Task instructions:
**a)** In the A/B testing post, what forms a degenerate triangle?
**b)** Copy the A/B testing post between "Before we begin, let’s" and "controlled by targeting.", inclusive, substituting "customers" for every "users".

Provided text:
* Start *
Picture a normal triangle in your head. Now picture a triangle without area. Can you? In mathematics, a degenerate triangle is defined as follows:
A degenerate triangle is formed by three collinear points. It doesn’t look like a triangle, it looks like a line segment.
A triangle approaching degeneracy.
It’s as if the three angles of the triangle are flatten. In theory, the triangle exists but all that remain are overlapping linear lines.
While this post is not about mathematics, it will attempt to classify certain A/B testing methodology as degenerate using patterns that approach a line of user deception also known as dark patterns. Then, we will review questionable large scale tests that had happened in the tech industry. Finally, we will conclude by giving recommendations on how we can avoid this deception by making clear statements to our users.
Before we begin, let’s discuss what A/B testing is.
A/B testing is loosely based in statistical mathematics and theoretical psychological experimentation. There is a control “A” and a variation “B”. An author of a test sends these two types to a controlled percentage of users for a variation of time in the product under test. The percentage and groups of users can be controlled by targeting.
* End *
Supplied entries:
* Start *
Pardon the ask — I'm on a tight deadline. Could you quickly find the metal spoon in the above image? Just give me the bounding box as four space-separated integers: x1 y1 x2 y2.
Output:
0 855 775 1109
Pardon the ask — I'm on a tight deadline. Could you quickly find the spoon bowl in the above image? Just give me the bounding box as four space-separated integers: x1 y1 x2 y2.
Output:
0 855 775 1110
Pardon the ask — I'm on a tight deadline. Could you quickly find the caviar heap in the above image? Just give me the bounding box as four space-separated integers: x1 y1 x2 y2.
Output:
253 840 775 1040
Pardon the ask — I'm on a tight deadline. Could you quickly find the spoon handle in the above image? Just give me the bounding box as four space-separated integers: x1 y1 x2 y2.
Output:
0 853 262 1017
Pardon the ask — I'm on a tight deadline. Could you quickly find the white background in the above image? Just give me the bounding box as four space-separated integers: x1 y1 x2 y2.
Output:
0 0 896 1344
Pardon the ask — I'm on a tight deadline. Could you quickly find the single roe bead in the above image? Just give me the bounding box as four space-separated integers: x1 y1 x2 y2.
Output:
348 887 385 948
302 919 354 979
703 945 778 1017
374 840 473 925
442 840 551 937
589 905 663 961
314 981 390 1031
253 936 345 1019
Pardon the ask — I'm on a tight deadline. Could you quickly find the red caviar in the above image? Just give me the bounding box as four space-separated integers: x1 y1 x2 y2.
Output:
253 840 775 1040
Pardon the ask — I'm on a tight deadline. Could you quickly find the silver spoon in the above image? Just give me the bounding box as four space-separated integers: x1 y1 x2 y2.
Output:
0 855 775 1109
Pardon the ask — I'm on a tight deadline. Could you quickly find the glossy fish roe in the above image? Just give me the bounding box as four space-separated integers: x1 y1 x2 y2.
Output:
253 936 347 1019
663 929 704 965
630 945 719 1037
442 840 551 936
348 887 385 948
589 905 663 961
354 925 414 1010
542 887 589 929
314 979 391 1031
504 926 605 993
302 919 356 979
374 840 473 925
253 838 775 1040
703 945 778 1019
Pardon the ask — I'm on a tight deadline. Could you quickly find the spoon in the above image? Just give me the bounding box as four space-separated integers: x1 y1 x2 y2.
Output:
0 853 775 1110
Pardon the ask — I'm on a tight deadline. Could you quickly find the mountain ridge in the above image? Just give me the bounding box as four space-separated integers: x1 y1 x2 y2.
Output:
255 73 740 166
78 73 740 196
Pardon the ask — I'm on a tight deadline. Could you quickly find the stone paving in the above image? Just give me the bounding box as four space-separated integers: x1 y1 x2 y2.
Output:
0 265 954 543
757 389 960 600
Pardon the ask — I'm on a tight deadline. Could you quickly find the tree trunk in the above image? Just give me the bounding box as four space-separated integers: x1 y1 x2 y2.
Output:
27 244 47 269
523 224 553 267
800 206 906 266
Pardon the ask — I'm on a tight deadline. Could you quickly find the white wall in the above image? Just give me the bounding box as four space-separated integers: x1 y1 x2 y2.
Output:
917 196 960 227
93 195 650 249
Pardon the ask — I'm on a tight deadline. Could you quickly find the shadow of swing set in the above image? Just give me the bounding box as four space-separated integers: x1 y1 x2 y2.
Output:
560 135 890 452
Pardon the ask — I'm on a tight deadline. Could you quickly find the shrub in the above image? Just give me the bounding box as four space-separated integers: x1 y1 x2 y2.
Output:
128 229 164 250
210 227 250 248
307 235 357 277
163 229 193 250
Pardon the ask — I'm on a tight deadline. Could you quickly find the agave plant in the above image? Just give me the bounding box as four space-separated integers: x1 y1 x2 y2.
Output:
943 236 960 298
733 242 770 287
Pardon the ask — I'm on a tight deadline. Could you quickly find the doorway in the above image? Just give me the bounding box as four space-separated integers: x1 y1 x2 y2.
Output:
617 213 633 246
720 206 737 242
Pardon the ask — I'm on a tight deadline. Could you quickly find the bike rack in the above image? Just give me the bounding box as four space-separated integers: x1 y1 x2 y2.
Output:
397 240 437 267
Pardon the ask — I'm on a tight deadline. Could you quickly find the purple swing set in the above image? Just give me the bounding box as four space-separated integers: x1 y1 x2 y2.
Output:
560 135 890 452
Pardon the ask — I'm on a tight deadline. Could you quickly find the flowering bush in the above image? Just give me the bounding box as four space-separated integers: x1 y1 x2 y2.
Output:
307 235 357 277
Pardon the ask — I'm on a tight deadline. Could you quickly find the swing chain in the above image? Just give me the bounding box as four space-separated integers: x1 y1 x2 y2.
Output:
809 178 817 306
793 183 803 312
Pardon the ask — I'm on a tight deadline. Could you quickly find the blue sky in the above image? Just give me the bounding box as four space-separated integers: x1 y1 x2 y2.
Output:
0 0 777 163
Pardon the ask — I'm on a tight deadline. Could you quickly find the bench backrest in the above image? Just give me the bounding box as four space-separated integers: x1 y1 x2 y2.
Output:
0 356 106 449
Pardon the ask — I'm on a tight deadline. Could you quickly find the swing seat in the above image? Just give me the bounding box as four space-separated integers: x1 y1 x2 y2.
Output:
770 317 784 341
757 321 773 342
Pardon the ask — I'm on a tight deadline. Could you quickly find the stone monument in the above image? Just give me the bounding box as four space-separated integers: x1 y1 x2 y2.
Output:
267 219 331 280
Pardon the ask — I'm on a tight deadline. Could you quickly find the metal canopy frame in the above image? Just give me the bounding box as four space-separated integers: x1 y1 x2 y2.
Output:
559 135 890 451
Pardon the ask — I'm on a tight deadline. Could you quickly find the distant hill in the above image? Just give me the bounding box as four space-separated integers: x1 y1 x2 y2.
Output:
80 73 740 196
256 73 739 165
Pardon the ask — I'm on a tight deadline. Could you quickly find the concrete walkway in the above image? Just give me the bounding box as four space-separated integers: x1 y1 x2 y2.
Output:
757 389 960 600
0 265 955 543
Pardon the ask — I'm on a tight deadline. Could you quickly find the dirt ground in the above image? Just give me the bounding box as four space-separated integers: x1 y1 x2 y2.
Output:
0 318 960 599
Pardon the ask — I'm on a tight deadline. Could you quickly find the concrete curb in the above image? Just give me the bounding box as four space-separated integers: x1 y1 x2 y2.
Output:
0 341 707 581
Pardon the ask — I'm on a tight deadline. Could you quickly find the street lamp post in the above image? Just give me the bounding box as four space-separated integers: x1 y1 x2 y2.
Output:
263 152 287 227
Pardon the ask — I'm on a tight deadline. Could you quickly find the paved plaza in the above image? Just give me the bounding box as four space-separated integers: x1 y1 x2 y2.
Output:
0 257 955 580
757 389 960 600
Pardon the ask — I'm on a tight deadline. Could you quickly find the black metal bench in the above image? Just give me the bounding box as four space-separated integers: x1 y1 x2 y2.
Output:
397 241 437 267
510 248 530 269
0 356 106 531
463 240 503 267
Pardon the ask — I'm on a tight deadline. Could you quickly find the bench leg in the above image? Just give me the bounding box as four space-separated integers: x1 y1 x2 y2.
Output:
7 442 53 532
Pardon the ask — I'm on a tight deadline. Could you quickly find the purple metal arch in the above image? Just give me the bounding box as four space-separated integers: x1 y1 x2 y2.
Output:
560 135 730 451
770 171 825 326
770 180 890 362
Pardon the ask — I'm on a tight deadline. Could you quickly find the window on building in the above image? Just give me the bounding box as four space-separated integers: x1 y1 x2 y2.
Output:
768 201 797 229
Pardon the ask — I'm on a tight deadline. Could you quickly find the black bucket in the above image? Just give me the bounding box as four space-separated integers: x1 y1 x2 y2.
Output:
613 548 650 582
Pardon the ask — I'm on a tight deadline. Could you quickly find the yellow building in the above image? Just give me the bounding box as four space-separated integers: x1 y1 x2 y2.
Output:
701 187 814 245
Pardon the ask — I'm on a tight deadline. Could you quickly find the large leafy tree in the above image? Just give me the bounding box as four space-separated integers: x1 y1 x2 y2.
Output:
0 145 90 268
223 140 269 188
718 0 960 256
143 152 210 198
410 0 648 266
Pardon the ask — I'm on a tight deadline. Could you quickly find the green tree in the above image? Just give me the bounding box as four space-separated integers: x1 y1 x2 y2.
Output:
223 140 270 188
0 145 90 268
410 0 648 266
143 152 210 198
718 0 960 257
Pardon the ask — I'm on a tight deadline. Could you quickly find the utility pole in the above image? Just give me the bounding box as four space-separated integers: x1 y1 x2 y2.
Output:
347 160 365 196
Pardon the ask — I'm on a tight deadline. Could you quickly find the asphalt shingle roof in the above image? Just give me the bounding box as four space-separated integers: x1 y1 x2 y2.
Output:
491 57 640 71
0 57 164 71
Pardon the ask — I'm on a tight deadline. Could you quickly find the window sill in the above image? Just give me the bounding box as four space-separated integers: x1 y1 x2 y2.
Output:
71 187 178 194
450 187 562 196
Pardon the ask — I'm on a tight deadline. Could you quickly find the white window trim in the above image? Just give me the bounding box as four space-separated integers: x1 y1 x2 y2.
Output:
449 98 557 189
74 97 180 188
* End *
Answers given:
**a)** Three collinear points.

**b)**
Before we begin, let’s discuss what A/B testing is.
A/B testing is loosely based in statistical mathematics and theoretical psychological experimentation. There is a control “A” and a variation “B”. An author of a test sends these two types to a controlled percentage of customers for a variation of time in the product under test. The percentage and groups of customers can be controlled by targeting.